» STATED EXERCISE 1:
Copy out the part of the entries that opens with the line containing "Mark the wooden china" and closes with the line containing "pixel 117 78", both ends included, and leave out the pictures.

» SOURCE PASSAGE:
** BEGIN **

Now that everyone who needs to know about Natasha knows, and now that Natasha is getting some help to deal with her blue days, I have been able to return my attention more to the other things that I worry about in terms of the kind of world my children will inherit. These worries don't all stem far from transsexualism. In fact, TS is the epicenter of at least one. This is the big one at the moment.
Who is going to kill my spouse and children?
NPR reported today that the number of hate groups is on the rise. While this might be because of the economy and the blame-game of who's taking all the jobs and who's squatting in abandoned homes and such, the fact that we are Jewish and that my spouse is transsexual doesn't make me feel any safer... especially here in Phoenix, where you can't have a dog without paying for a license, but you can have a semi-automatic dangling in the breeze from your hip holster. In my time here, I have met only a small handful of people with whom I might leave my children for a short time (besides my parents and brother). Only two people, who are a couple with two kids, share perhaps 90% of our values (even though she likes the weather here!). They know about Natasha and accept her without reservation. They, by the way, are NOT native to Phoenix.
With everything that is happening in the Middle East (civil wars) and what's going on in Wisconsin (union abolition) and what happened in Tuscon (the shooting), I find myself wondering when the uprising is going to start in America. If we're still in Phoenix, we're screwed! Natasha is starting to look for work outside of teaching. In spite of certain protections in certain states against discrimination about transitioning folks, the person who isn't transitioning is still more likely to get the teaching job. We're thinking of ways to get ourselves moved into more liberal areas... California or Washington maybe (sorry, Vermont. You'll have to wait a little longer)... and into a more liberal line of work. It's a hard road, but for our and our children's sakes, it's safer for us to be somewhere else. Even then, there are people who still hate you for who you are or who your parent is.
I also have issues with the environment. I ask: What kind of air will my children breathe in the future? Will there be a livable environment on the planet in ten years? Will there be wild animals in a few years? Will America dissolve into smaller nation-states? When will the middle-class disappear entirely? Will they ever invent an anti-aging drug?... I could go on.

** END **

» STATED EXERCISE 2:
Which two states does the post about the writer's worries name as possible places to move?

» DATA:

** BEGIN **

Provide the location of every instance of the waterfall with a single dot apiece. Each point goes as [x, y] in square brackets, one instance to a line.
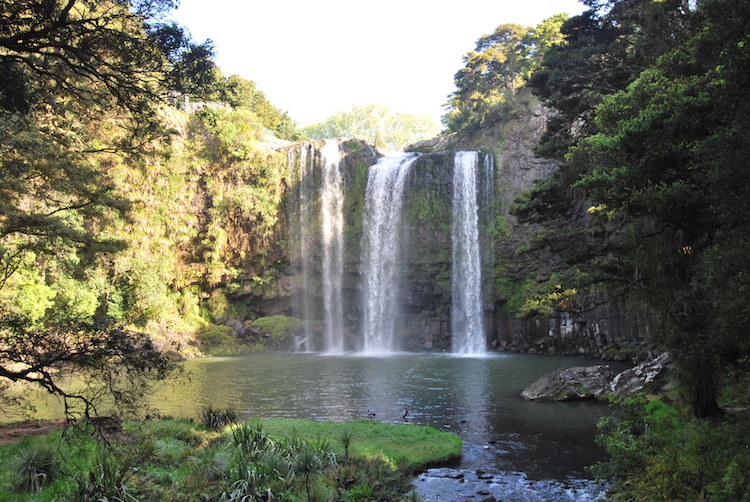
[301, 169]
[466, 312]
[332, 240]
[380, 248]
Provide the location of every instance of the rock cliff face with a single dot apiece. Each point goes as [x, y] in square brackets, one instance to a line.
[610, 330]
[424, 288]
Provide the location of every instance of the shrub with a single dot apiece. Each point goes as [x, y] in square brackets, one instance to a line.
[211, 462]
[278, 326]
[216, 419]
[34, 467]
[215, 335]
[105, 481]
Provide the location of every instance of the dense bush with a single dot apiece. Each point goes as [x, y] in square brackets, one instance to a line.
[659, 453]
[179, 460]
[278, 326]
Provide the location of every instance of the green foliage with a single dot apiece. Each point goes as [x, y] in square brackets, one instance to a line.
[368, 122]
[105, 480]
[659, 454]
[216, 419]
[646, 95]
[175, 460]
[278, 326]
[34, 467]
[214, 335]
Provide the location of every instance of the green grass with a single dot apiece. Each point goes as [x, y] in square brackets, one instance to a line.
[178, 460]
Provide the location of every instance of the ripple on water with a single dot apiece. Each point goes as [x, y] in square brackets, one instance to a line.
[454, 485]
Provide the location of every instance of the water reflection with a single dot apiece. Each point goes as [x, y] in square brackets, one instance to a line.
[477, 398]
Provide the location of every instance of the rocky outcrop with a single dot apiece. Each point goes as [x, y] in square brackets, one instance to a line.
[599, 382]
[581, 382]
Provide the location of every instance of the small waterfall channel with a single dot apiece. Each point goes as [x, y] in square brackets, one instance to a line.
[467, 309]
[380, 248]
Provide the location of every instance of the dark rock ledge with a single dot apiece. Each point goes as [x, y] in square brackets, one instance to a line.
[599, 382]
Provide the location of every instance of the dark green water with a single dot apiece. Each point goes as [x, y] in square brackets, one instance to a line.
[476, 398]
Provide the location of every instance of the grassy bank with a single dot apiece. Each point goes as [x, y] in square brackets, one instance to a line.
[182, 460]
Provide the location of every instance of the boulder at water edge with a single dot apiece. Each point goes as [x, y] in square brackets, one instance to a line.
[581, 382]
[599, 382]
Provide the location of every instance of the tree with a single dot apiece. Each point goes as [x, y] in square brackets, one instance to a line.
[398, 129]
[496, 69]
[81, 82]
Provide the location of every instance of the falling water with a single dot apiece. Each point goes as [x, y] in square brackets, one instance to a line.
[466, 312]
[380, 247]
[332, 240]
[301, 171]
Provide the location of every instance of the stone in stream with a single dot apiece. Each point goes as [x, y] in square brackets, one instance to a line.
[581, 382]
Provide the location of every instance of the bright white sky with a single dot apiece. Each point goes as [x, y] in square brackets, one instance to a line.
[314, 58]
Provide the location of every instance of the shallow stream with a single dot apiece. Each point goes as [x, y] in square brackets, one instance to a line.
[525, 451]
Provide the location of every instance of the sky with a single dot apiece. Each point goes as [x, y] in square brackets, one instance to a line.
[315, 58]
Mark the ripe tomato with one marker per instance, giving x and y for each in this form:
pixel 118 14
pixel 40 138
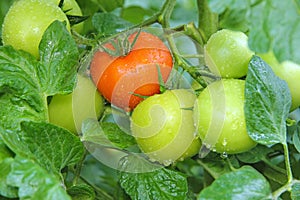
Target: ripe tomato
pixel 227 53
pixel 70 110
pixel 26 22
pixel 119 78
pixel 287 71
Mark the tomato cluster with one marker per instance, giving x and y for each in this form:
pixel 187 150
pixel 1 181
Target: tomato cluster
pixel 129 70
pixel 123 79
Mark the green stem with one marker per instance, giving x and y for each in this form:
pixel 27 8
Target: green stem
pixel 165 14
pixel 207 20
pixel 276 194
pixel 78 169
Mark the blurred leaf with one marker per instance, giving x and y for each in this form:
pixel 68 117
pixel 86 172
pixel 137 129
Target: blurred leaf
pixel 295 193
pixel 255 155
pixel 5 189
pixel 108 5
pixel 268 22
pixel 296 137
pixel 106 134
pixel 108 23
pixel 58 55
pixel 267 104
pixel 243 183
pixel 215 165
pixel 81 192
pixel 53 147
pixel 4 6
pixel 157 183
pixel 34 182
pixel 117 136
pixel 136 14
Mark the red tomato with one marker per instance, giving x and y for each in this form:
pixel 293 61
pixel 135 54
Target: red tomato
pixel 119 78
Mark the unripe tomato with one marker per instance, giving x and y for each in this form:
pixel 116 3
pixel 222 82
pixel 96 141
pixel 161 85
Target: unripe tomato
pixel 118 78
pixel 227 53
pixel 163 126
pixel 71 7
pixel 26 22
pixel 69 111
pixel 219 113
pixel 287 71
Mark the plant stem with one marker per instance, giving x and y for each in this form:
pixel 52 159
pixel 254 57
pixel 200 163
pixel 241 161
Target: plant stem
pixel 78 168
pixel 289 173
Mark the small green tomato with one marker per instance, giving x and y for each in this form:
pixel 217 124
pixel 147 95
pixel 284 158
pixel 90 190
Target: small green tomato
pixel 219 113
pixel 164 128
pixel 71 7
pixel 26 22
pixel 69 111
pixel 227 53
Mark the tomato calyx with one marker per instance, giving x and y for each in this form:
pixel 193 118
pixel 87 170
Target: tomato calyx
pixel 121 45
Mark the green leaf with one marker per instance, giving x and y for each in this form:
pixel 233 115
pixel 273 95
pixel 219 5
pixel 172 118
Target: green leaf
pixel 4 151
pixel 267 104
pixel 215 165
pixel 108 23
pixel 243 183
pixel 261 19
pixel 81 192
pixel 53 147
pixel 158 183
pixel 5 189
pixel 59 57
pixel 295 193
pixel 296 137
pixel 34 182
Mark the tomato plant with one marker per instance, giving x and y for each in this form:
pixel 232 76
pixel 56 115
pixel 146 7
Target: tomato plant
pixel 26 21
pixel 70 110
pixel 149 99
pixel 227 53
pixel 221 105
pixel 164 127
pixel 288 71
pixel 121 78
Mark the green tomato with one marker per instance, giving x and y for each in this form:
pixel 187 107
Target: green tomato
pixel 26 22
pixel 227 53
pixel 69 111
pixel 219 113
pixel 71 7
pixel 164 128
pixel 287 71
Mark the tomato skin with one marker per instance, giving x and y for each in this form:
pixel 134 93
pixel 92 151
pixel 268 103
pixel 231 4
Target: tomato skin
pixel 70 110
pixel 26 22
pixel 287 71
pixel 72 8
pixel 119 78
pixel 219 114
pixel 163 126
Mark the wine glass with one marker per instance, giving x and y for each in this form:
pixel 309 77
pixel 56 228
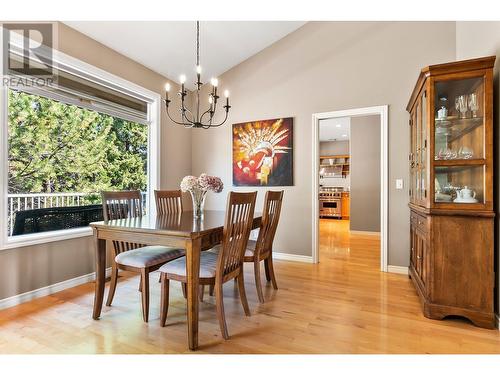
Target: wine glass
pixel 473 104
pixel 462 104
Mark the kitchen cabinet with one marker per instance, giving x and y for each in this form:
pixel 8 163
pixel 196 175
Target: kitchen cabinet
pixel 334 166
pixel 451 190
pixel 345 208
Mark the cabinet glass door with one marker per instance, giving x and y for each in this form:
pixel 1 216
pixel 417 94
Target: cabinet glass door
pixel 459 129
pixel 459 184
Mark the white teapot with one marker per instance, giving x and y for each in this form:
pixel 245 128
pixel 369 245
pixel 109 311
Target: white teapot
pixel 466 194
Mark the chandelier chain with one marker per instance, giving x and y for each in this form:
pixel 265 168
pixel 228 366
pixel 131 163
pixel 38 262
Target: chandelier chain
pixel 195 118
pixel 197 43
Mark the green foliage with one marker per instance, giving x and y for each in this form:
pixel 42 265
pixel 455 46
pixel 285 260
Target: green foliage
pixel 56 147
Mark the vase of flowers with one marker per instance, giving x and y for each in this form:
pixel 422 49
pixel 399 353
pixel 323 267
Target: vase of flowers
pixel 198 187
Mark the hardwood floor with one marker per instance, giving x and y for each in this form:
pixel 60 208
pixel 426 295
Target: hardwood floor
pixel 342 305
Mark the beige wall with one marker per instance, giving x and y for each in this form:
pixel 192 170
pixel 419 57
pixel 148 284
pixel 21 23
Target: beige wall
pixel 32 267
pixel 478 39
pixel 334 148
pixel 365 174
pixel 327 66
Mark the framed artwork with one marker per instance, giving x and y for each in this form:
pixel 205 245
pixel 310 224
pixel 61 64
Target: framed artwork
pixel 263 153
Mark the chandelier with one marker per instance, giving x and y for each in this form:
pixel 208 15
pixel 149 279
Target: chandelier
pixel 197 118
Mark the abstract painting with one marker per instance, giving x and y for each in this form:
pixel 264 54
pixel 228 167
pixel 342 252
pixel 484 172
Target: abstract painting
pixel 263 153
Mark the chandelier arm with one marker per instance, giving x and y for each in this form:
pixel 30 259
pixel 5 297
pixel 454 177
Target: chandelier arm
pixel 217 125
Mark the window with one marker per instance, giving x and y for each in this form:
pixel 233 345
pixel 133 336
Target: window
pixel 61 155
pixel 61 145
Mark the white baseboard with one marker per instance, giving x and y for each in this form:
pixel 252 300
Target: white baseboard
pixel 47 290
pixel 364 232
pixel 292 257
pixel 398 269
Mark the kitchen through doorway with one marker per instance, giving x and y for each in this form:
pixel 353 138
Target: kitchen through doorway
pixel 350 182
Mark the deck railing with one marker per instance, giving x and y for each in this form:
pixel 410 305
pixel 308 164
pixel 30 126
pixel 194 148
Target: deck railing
pixel 21 202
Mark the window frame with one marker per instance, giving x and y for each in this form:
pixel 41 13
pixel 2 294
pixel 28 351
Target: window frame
pixel 90 72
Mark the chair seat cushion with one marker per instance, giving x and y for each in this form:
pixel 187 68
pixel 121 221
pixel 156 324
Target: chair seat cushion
pixel 148 256
pixel 208 265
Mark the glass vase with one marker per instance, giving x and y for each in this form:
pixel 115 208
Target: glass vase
pixel 198 197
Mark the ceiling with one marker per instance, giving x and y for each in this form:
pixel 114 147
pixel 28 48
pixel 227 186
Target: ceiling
pixel 169 47
pixel 335 129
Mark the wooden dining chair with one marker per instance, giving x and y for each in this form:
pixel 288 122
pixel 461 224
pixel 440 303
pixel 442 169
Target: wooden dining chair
pixel 218 268
pixel 168 201
pixel 134 257
pixel 262 249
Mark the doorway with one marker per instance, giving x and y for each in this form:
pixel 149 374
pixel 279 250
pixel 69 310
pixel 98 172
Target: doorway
pixel 382 124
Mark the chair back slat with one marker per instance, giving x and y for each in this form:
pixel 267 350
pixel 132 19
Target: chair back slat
pixel 237 227
pixel 168 201
pixel 270 219
pixel 122 205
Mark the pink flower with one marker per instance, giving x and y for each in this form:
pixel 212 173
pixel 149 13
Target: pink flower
pixel 190 183
pixel 210 183
pixel 203 183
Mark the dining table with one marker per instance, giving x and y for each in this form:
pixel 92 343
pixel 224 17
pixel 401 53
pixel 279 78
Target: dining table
pixel 181 230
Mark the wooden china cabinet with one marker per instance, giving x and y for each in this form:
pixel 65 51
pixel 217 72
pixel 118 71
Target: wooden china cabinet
pixel 451 190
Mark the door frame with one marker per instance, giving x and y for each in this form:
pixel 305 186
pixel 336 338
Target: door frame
pixel 382 111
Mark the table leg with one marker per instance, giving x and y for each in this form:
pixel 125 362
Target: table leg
pixel 100 275
pixel 193 250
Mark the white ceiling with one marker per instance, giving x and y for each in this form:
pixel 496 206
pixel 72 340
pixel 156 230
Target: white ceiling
pixel 169 47
pixel 335 129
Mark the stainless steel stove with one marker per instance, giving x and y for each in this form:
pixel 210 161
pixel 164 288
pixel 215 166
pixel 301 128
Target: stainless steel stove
pixel 330 202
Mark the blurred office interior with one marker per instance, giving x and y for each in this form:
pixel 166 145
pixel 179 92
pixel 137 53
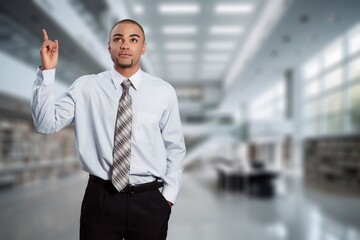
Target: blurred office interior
pixel 269 96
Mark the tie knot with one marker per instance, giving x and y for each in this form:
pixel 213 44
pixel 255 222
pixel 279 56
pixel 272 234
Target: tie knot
pixel 126 84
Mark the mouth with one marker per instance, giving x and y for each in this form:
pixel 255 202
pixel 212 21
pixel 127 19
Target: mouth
pixel 125 55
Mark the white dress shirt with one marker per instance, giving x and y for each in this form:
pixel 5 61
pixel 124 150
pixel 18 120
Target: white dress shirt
pixel 91 103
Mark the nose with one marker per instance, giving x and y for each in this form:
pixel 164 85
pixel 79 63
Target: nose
pixel 124 46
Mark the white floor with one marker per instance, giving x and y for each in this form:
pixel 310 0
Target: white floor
pixel 202 211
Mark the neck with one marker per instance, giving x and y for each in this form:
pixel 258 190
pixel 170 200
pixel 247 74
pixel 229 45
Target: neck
pixel 126 72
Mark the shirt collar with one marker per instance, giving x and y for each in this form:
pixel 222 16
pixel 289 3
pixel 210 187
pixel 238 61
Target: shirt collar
pixel 117 78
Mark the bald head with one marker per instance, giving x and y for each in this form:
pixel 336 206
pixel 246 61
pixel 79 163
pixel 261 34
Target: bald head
pixel 130 21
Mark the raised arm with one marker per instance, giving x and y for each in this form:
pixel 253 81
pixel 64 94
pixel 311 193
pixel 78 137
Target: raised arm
pixel 49 52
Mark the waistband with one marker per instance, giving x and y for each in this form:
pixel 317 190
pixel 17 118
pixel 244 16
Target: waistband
pixel 130 188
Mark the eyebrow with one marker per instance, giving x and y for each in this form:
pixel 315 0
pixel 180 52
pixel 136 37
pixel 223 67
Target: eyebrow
pixel 121 35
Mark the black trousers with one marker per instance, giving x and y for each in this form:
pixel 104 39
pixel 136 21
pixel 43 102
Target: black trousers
pixel 109 215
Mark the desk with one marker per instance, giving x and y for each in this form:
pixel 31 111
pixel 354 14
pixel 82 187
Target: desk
pixel 253 182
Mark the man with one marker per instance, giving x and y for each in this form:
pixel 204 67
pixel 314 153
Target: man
pixel 128 136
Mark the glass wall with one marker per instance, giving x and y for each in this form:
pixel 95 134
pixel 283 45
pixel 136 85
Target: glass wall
pixel 332 87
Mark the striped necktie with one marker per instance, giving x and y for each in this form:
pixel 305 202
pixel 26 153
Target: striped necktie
pixel 122 140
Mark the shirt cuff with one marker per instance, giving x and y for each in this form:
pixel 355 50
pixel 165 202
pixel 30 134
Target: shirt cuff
pixel 47 76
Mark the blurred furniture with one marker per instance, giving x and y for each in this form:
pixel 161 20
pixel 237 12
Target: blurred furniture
pixel 257 182
pixel 333 163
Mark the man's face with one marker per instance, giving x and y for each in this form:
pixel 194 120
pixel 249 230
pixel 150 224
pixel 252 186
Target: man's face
pixel 126 45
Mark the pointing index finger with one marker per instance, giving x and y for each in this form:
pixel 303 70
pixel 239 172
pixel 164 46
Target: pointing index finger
pixel 45 35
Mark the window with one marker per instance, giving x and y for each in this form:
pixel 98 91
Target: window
pixel 354 68
pixel 333 54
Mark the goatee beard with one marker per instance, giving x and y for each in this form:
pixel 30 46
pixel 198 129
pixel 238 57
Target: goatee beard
pixel 124 65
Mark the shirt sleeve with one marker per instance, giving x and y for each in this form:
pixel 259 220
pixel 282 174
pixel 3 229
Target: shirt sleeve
pixel 50 115
pixel 175 148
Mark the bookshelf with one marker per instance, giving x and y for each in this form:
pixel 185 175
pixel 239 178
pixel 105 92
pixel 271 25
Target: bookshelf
pixel 333 163
pixel 27 157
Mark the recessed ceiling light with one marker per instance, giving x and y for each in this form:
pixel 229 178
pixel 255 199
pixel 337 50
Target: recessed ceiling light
pixel 180 57
pixel 181 67
pixel 179 8
pixel 180 45
pixel 212 67
pixel 227 30
pixel 228 8
pixel 221 45
pixel 188 30
pixel 213 57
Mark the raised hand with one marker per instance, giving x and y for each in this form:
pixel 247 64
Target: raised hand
pixel 49 52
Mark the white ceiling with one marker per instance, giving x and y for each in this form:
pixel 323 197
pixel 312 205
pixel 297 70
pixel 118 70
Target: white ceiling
pixel 219 60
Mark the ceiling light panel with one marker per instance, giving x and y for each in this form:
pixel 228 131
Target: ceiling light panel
pixel 181 67
pixel 190 8
pixel 180 30
pixel 180 57
pixel 236 8
pixel 226 30
pixel 221 45
pixel 214 57
pixel 180 45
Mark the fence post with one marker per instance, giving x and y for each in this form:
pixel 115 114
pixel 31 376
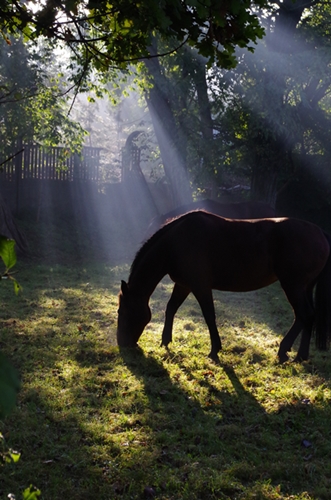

** END **

» WORKED ANSWER 1:
Mark the wooden china cabinet with one marker per instance, giving x and y for each in this form:
pixel 65 51
pixel 217 72
pixel 118 71
Target: wooden china cabinet
pixel 451 190
Mark the door frame with one marker per instance, giving x and y for each in this form:
pixel 305 186
pixel 336 338
Target: door frame
pixel 382 111
Mark the table leg with one marker per instance, giving x and y for each in this form:
pixel 125 362
Target: table leg
pixel 100 275
pixel 193 250
Mark the white ceiling with one marker per instance, giving x and y for each in this form:
pixel 496 206
pixel 72 340
pixel 156 230
Target: white ceiling
pixel 169 47
pixel 335 129
Mark the stainless steel stove with one marker per instance, giving x and y for each in this form:
pixel 210 161
pixel 164 288
pixel 215 166
pixel 301 128
Target: stainless steel stove
pixel 330 202
Mark the blurred office interior with one marker per instance, giving x and y for each in this form:
pixel 166 145
pixel 179 92
pixel 137 53
Target: blurred office interior
pixel 269 96
Mark the tie knot with one marker per instance, giving x and y for each in this form:
pixel 213 44
pixel 255 222
pixel 279 56
pixel 272 234
Target: tie knot
pixel 126 84
Mark the mouth with one marker per instance, giving x and y for each in this form:
pixel 255 202
pixel 212 21
pixel 127 19
Target: mouth
pixel 125 55
Mark the white dress shirt with one marker per instance, giving x and y for each in this form:
pixel 5 61
pixel 124 150
pixel 18 120
Target: white dress shirt
pixel 91 103
Mark the nose with one marker per instance, giving x and y for each in this form:
pixel 164 85
pixel 79 63
Target: nose
pixel 124 46
Mark the white floor with one marker per instance, giving x and y for each in this form:
pixel 310 0
Target: white floor
pixel 202 211
Mark the neck with one marker per instance, giving x and y for each in this form:
pixel 258 190
pixel 170 200
pixel 247 74
pixel 229 45
Target: neck
pixel 126 72
Mark the shirt collar with one marker per instance, giving x and y for each in this form:
pixel 222 16
pixel 289 3
pixel 210 187
pixel 238 61
Target: shirt collar
pixel 117 78

» WORKED ANSWER 2:
California or Washington.